**Problem description:** Whenever a line in the data contains "foosball", show that line.

**Data supplied:**

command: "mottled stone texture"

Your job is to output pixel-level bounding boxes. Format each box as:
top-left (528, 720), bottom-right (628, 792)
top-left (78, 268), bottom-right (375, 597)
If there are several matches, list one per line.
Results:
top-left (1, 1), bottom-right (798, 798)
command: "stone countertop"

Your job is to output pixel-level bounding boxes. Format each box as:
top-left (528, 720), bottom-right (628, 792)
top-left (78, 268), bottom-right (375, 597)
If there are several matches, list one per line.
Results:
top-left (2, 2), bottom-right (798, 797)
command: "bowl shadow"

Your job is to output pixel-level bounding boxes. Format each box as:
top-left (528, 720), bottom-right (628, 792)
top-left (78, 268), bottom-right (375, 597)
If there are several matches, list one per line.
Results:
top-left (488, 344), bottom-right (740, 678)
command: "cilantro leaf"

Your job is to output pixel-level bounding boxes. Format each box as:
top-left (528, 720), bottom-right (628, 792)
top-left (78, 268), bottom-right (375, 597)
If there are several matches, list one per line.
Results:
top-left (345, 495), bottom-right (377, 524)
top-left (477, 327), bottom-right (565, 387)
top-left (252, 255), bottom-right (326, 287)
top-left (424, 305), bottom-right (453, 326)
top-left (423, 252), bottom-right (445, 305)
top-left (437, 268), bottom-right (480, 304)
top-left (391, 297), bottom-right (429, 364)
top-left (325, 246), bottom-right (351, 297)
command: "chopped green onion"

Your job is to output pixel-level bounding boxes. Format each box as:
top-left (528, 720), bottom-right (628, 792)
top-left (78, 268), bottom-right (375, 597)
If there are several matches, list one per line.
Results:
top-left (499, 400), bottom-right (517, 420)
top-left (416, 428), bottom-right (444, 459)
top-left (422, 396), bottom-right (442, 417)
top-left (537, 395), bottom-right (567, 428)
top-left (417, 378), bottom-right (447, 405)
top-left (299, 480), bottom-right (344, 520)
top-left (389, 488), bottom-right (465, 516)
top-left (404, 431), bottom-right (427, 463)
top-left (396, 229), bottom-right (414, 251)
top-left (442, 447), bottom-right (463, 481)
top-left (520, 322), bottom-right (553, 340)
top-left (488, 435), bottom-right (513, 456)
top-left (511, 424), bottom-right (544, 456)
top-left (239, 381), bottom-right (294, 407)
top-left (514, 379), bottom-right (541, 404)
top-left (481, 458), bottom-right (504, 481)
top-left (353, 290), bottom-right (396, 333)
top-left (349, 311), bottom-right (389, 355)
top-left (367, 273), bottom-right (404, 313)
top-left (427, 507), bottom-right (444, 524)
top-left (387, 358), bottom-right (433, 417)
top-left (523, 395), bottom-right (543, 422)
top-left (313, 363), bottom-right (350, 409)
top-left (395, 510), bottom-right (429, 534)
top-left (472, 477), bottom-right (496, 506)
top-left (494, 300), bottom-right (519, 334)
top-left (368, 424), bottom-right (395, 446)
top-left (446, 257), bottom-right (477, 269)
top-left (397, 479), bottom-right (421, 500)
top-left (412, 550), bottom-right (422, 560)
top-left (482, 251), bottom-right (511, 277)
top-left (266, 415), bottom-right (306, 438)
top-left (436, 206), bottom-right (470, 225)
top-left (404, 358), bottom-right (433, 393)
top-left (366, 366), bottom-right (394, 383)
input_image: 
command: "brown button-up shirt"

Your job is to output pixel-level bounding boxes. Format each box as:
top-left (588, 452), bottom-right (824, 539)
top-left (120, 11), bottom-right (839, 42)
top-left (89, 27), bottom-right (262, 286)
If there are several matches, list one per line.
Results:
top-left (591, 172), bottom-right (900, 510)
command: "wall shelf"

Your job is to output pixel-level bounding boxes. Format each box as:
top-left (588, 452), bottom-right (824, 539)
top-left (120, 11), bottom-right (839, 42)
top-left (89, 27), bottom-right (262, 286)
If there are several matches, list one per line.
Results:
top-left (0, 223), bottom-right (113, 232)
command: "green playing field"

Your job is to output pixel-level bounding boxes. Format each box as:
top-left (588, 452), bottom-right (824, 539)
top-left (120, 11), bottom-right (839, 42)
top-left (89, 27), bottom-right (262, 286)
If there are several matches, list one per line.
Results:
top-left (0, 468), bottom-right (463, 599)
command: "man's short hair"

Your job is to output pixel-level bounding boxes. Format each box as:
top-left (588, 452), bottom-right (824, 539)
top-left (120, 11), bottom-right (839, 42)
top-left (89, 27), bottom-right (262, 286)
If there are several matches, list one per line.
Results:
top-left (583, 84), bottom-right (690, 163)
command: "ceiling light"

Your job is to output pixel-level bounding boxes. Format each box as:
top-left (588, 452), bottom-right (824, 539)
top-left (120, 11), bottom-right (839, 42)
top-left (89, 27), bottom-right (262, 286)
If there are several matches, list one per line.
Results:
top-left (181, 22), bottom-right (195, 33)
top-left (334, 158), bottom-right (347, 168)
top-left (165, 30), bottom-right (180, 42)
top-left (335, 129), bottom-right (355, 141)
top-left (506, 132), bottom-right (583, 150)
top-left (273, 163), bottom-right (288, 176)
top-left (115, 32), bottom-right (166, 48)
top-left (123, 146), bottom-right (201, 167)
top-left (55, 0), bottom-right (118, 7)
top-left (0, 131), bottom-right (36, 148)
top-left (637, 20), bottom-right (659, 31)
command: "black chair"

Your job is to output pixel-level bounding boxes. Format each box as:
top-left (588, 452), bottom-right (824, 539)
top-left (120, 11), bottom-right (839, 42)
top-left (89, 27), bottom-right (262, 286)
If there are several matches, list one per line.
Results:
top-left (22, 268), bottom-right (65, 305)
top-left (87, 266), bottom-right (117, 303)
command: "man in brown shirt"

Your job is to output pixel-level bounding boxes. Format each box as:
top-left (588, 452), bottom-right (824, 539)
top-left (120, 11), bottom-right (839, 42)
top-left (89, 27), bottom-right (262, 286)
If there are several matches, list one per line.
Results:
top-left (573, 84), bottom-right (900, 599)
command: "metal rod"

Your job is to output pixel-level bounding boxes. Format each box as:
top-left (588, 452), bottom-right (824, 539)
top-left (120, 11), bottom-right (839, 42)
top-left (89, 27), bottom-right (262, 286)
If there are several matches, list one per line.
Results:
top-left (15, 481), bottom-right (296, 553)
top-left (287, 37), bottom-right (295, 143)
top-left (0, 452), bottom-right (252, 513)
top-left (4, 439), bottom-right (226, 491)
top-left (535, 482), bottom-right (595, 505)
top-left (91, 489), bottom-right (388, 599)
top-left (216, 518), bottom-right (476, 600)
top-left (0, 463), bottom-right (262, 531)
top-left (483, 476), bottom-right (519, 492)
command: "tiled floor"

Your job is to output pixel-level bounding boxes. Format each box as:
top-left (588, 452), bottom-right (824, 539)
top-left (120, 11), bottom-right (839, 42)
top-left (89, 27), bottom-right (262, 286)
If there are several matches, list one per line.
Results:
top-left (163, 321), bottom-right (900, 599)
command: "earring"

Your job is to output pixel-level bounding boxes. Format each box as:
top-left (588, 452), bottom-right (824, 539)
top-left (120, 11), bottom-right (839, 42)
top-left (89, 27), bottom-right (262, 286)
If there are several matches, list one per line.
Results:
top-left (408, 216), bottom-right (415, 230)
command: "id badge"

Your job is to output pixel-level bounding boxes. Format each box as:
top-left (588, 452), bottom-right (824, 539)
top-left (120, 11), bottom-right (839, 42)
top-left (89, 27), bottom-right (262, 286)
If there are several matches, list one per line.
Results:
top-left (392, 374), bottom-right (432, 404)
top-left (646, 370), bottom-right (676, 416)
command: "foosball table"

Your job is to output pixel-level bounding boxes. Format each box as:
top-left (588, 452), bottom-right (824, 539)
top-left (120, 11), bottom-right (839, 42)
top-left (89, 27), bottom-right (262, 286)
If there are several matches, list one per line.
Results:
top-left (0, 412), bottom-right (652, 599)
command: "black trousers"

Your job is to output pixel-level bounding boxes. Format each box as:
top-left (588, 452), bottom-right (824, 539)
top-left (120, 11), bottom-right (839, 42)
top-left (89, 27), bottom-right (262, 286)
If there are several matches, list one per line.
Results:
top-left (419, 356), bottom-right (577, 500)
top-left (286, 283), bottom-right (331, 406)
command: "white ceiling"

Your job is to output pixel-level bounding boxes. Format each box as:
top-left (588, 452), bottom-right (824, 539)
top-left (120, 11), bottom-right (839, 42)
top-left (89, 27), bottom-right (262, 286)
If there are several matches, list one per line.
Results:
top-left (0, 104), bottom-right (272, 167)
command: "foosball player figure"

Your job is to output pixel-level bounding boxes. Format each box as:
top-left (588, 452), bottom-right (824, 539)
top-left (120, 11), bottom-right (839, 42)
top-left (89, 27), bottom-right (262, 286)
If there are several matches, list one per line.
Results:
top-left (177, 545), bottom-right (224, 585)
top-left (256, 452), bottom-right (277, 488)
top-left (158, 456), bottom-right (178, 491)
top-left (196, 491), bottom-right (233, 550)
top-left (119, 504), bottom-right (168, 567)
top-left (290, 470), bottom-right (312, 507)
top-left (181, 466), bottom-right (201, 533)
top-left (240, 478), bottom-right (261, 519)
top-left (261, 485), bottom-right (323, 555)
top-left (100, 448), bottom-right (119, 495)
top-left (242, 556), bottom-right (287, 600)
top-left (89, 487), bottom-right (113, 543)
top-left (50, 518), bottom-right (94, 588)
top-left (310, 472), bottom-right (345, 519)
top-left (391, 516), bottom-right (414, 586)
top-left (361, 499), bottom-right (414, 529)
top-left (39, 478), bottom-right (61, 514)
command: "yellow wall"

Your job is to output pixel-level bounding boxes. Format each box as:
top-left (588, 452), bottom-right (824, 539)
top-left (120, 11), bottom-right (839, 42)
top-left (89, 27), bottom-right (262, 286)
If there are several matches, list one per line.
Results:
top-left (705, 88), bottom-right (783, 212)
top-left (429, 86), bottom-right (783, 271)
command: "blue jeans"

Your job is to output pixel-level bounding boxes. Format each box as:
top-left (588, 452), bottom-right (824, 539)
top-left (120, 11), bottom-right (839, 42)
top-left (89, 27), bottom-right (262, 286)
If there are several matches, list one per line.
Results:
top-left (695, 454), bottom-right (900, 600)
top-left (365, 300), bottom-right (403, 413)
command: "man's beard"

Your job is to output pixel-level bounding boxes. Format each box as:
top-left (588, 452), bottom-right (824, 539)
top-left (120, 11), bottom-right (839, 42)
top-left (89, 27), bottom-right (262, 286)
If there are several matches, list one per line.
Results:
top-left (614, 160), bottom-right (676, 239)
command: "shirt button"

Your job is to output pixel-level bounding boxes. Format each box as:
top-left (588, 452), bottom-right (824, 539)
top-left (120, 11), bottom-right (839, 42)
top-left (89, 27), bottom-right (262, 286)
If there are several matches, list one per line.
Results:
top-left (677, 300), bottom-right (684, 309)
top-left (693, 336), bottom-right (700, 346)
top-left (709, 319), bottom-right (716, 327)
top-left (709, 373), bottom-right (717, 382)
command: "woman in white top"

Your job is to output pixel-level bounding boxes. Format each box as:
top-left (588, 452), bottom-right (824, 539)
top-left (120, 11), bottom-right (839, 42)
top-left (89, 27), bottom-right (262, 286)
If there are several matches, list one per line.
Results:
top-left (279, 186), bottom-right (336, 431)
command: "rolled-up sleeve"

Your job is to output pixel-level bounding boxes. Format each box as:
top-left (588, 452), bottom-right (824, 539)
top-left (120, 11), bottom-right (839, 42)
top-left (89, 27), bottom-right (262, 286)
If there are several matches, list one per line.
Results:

**Solution for this problem:**
command: "foosball table"
command: "foosball player figure"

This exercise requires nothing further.